- Task data:

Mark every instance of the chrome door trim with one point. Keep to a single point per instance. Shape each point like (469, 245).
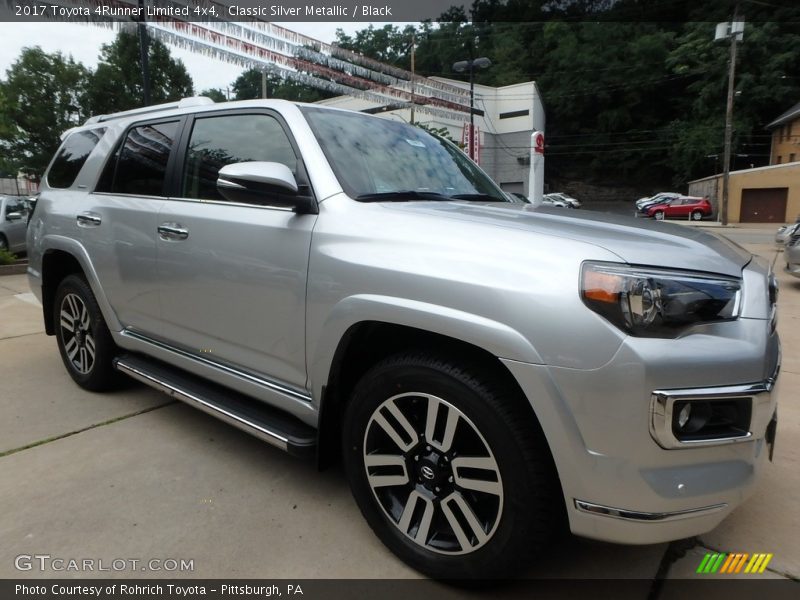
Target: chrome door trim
(215, 410)
(271, 384)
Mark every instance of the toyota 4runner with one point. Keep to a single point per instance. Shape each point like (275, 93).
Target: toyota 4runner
(350, 287)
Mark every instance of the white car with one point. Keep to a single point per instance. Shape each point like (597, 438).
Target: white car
(566, 198)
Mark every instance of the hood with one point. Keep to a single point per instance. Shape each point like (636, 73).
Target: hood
(635, 241)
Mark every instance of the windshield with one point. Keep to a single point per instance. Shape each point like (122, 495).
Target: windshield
(379, 159)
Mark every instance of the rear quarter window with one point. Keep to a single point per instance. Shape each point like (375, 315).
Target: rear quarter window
(72, 156)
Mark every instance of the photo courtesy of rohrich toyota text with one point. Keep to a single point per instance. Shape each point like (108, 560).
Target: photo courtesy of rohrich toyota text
(399, 299)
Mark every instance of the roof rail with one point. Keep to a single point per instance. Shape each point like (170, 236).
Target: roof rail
(185, 103)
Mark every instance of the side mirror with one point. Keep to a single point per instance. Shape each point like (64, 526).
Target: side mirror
(264, 184)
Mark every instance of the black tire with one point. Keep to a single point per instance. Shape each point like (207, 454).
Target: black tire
(88, 350)
(524, 506)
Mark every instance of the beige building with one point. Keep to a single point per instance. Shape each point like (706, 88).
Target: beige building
(785, 129)
(761, 195)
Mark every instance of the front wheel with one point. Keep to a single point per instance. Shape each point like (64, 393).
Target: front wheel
(84, 341)
(449, 468)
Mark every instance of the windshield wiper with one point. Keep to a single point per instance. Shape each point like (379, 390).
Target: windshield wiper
(401, 196)
(478, 197)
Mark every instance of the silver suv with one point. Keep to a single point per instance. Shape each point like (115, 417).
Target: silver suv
(353, 288)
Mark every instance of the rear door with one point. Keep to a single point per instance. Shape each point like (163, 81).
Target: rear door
(118, 221)
(14, 228)
(233, 275)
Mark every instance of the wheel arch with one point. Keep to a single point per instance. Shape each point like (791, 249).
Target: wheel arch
(62, 257)
(366, 343)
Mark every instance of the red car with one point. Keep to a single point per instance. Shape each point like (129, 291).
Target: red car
(681, 207)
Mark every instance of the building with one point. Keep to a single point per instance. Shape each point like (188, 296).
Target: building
(506, 117)
(764, 194)
(761, 195)
(785, 147)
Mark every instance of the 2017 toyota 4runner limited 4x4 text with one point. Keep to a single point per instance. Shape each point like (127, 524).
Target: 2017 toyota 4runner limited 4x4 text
(354, 288)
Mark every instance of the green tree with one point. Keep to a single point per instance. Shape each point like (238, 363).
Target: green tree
(117, 83)
(42, 96)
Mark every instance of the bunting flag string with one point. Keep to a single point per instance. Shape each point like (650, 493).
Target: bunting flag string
(293, 55)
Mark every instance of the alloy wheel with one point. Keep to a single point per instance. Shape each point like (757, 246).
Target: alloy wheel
(433, 473)
(76, 333)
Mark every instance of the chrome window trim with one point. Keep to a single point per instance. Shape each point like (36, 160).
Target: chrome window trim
(633, 515)
(271, 384)
(663, 401)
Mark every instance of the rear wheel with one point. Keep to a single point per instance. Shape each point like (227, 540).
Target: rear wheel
(83, 339)
(449, 468)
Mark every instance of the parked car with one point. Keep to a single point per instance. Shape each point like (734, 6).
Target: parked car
(655, 199)
(786, 231)
(792, 253)
(352, 288)
(13, 222)
(569, 200)
(684, 207)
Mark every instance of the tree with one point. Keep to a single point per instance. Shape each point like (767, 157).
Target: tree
(43, 96)
(117, 83)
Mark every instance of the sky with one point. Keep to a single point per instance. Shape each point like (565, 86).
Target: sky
(83, 43)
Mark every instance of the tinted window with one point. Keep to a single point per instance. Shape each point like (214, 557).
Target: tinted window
(140, 165)
(378, 156)
(219, 141)
(70, 159)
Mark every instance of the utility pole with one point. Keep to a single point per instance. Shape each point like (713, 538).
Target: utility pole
(144, 54)
(735, 32)
(413, 75)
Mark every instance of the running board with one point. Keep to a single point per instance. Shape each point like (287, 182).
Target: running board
(248, 414)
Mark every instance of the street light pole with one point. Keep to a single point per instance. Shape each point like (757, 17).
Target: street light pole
(144, 54)
(734, 33)
(471, 65)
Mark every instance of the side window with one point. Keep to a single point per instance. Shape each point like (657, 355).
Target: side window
(73, 155)
(140, 165)
(219, 141)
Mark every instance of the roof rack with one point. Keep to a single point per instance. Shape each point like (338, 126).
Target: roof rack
(185, 103)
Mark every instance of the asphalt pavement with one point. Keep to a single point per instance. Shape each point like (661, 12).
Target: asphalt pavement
(134, 476)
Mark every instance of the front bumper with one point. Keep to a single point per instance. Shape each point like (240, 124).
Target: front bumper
(619, 483)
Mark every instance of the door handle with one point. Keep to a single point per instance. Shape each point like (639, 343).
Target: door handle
(88, 219)
(172, 232)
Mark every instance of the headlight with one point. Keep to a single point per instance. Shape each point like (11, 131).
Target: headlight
(651, 302)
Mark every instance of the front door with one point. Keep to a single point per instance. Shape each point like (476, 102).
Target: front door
(233, 276)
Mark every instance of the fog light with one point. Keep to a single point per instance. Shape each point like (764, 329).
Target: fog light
(683, 417)
(691, 417)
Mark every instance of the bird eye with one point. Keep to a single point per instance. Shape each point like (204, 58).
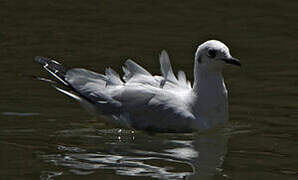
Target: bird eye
(211, 53)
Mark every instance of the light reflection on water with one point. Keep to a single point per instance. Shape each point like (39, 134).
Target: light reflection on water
(165, 156)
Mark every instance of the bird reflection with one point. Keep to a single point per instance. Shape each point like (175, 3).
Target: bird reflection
(138, 154)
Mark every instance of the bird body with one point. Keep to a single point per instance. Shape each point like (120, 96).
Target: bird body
(155, 103)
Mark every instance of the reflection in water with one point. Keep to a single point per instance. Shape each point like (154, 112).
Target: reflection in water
(138, 154)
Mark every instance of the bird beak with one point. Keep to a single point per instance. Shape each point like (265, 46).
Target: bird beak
(232, 60)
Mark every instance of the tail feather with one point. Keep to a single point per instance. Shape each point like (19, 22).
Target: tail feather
(54, 68)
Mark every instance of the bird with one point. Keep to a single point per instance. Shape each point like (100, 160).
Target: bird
(157, 103)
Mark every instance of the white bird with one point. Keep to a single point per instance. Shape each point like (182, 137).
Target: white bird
(156, 103)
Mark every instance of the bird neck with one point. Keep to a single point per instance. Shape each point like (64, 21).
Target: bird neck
(210, 103)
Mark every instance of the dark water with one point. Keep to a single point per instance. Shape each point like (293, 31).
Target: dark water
(45, 135)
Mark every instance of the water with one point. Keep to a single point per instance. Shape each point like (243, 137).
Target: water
(45, 135)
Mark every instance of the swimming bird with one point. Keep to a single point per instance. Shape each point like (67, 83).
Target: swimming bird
(141, 101)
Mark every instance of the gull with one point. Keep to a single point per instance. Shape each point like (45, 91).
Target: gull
(142, 101)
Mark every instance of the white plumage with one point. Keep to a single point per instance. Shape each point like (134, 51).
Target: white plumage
(157, 103)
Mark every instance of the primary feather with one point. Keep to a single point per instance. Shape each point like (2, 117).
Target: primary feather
(142, 101)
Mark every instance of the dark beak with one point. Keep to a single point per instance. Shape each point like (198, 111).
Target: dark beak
(232, 61)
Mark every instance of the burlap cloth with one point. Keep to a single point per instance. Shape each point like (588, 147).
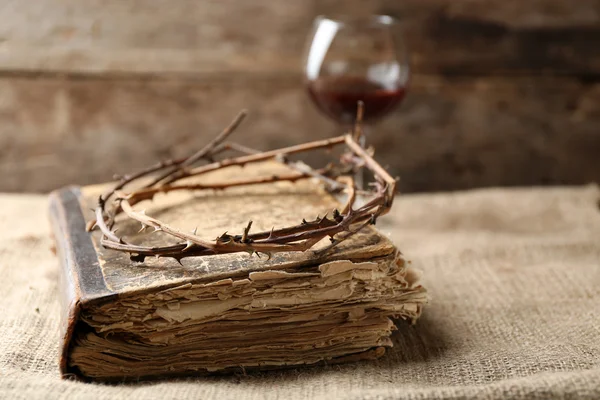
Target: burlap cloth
(514, 280)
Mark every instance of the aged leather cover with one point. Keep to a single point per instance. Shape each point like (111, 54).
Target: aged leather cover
(92, 275)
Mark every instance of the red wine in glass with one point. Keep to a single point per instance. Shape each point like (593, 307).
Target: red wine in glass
(337, 97)
(354, 59)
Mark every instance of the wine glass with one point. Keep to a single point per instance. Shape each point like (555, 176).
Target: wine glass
(352, 59)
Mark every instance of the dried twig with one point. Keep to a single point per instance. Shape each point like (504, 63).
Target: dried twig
(341, 225)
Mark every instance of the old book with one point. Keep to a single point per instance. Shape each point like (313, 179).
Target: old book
(129, 321)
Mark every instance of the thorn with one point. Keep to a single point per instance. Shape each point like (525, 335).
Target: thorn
(178, 259)
(137, 257)
(188, 244)
(90, 225)
(324, 217)
(246, 231)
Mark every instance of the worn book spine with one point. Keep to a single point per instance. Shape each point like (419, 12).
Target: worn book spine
(81, 281)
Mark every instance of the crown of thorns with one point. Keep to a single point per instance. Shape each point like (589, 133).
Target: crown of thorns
(164, 177)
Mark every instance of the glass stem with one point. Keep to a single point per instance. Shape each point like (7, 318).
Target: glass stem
(360, 177)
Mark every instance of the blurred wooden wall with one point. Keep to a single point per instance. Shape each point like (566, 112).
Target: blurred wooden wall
(505, 92)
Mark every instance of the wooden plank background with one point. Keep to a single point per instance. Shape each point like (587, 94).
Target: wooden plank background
(505, 92)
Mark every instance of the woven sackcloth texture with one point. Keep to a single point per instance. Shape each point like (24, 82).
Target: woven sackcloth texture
(514, 283)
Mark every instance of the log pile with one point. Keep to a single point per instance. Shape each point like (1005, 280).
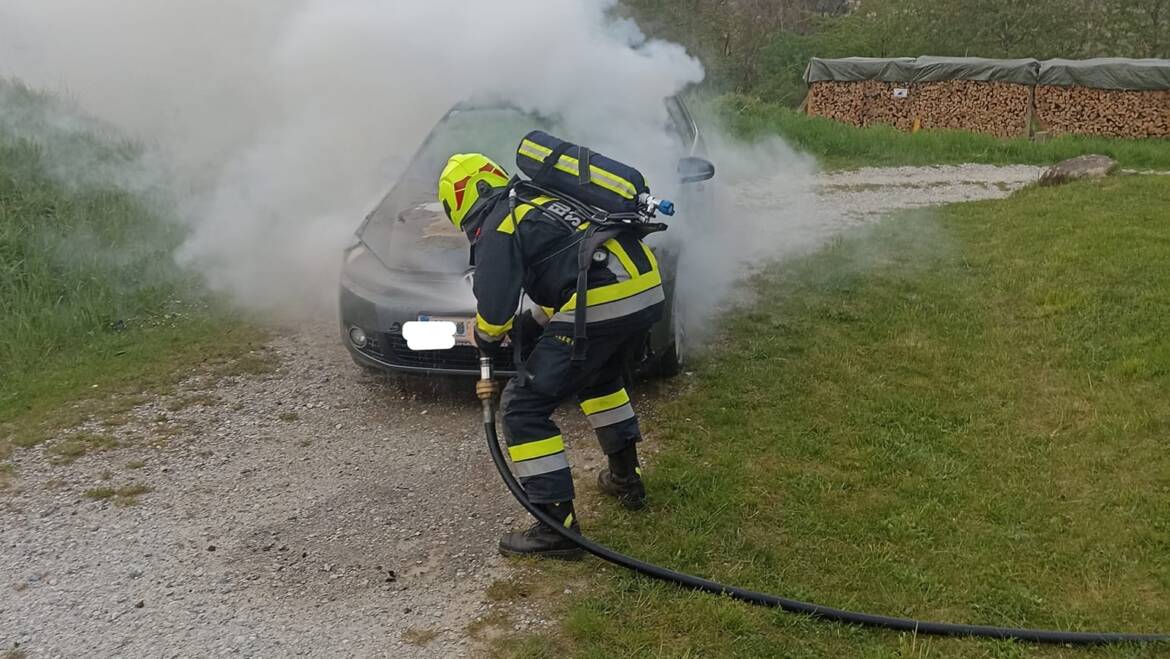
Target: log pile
(1112, 112)
(992, 108)
(995, 108)
(861, 103)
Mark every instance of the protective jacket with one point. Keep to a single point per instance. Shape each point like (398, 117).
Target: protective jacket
(537, 248)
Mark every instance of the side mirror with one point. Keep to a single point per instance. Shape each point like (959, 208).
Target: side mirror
(695, 170)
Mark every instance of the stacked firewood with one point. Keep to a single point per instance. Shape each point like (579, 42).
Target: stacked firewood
(995, 108)
(862, 103)
(992, 108)
(1112, 112)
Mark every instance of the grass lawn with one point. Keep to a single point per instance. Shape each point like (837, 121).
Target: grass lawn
(838, 145)
(91, 302)
(958, 414)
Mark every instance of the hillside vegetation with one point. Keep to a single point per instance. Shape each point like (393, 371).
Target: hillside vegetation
(761, 47)
(91, 301)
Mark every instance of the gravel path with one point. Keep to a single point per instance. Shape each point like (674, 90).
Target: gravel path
(312, 512)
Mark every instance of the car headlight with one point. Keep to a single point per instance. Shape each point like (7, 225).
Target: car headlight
(358, 337)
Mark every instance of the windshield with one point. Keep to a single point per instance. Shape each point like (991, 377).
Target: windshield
(408, 230)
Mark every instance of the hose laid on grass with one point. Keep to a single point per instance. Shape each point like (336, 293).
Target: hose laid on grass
(790, 605)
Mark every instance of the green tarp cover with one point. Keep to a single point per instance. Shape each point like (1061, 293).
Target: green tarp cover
(853, 69)
(934, 69)
(1107, 73)
(1112, 73)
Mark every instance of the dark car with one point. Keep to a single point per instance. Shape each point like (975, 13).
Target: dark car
(410, 263)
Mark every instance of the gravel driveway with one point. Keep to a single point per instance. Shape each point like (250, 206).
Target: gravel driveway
(316, 510)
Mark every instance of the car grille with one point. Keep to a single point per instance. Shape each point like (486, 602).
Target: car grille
(392, 348)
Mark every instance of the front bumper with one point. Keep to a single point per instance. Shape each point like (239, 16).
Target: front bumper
(382, 315)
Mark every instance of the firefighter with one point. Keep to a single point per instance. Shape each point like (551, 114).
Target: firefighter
(535, 248)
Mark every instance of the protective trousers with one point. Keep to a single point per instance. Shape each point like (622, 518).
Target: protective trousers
(535, 443)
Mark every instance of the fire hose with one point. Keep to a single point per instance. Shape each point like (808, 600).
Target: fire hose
(772, 601)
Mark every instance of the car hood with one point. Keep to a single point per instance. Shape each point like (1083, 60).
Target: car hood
(419, 239)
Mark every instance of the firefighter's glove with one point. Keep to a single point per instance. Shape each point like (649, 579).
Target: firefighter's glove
(530, 329)
(488, 348)
(487, 390)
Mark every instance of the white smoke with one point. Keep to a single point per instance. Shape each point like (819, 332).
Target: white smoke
(287, 118)
(284, 119)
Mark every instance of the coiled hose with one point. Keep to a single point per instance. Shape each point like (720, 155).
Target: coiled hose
(790, 605)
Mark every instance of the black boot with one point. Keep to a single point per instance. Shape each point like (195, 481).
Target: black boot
(624, 479)
(542, 541)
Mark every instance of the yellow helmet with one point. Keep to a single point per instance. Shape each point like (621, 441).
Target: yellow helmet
(466, 177)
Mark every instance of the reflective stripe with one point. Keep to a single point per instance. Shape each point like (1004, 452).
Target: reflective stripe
(623, 258)
(611, 417)
(490, 330)
(569, 165)
(522, 211)
(616, 292)
(621, 289)
(534, 450)
(621, 273)
(604, 403)
(538, 466)
(612, 310)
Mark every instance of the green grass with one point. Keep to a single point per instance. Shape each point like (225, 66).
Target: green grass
(957, 416)
(838, 145)
(94, 310)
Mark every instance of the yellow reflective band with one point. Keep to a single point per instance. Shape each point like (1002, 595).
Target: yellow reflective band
(605, 403)
(604, 178)
(616, 248)
(614, 292)
(535, 450)
(522, 211)
(490, 329)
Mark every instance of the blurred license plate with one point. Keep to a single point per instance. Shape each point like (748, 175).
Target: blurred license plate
(463, 327)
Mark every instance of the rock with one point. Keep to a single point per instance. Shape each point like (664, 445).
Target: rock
(1085, 166)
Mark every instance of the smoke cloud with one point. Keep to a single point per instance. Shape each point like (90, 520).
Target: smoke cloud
(286, 119)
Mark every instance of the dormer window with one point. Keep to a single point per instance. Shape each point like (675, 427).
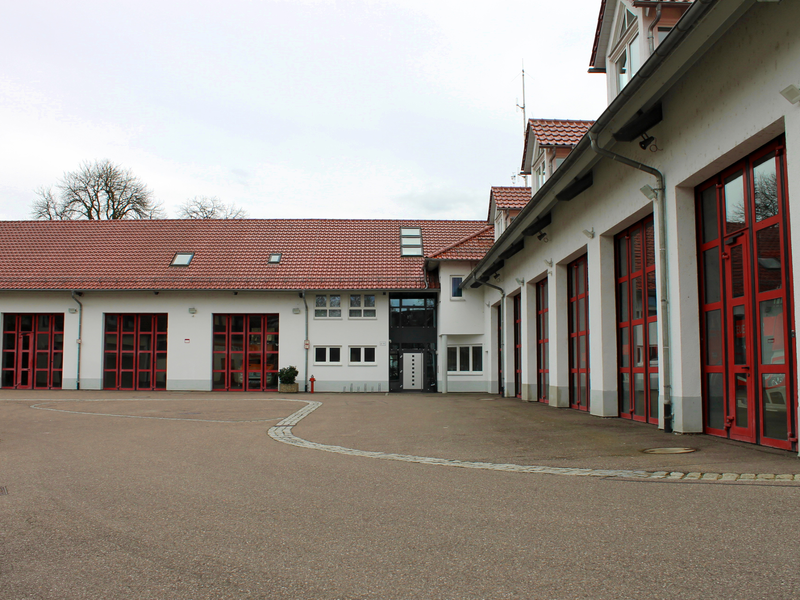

- Your assignment: Leave the pictures out and please restate exactly the lines running from the start of the material through the one with "Mark every instance of the photo".

- Answer box:
Mark every instance of the chrome door trim with one point. Keep to a single point per instance. Shape each point like (469, 245).
Target: chrome door trim
(215, 410)
(271, 384)
Mark every instance of the toyota 4runner with one point. Keep to a single point per instance. Shape each point like (275, 93).
Target: toyota 4runner
(350, 287)
Mark every instance of the white car with one point. Keep to a single point per instance. Shape each point like (597, 438).
Target: white car
(566, 198)
Mark every instance of the hood with one point. Keep to a single point per instance. Shape each point like (636, 73).
Target: hood
(635, 241)
Mark every instance of the windshield with one point. Keep to a single point per instance. Shape each point like (122, 495).
Target: windshield
(379, 159)
Mark every instance of the rear quarter window with one point. Keep to a single point per instance. Shape each point like (375, 315).
Target: rear quarter window
(72, 156)
Mark every instance of the photo courtesy of rohrich toyota text with one point. Keep to a single point per instance. Shape each point like (108, 560).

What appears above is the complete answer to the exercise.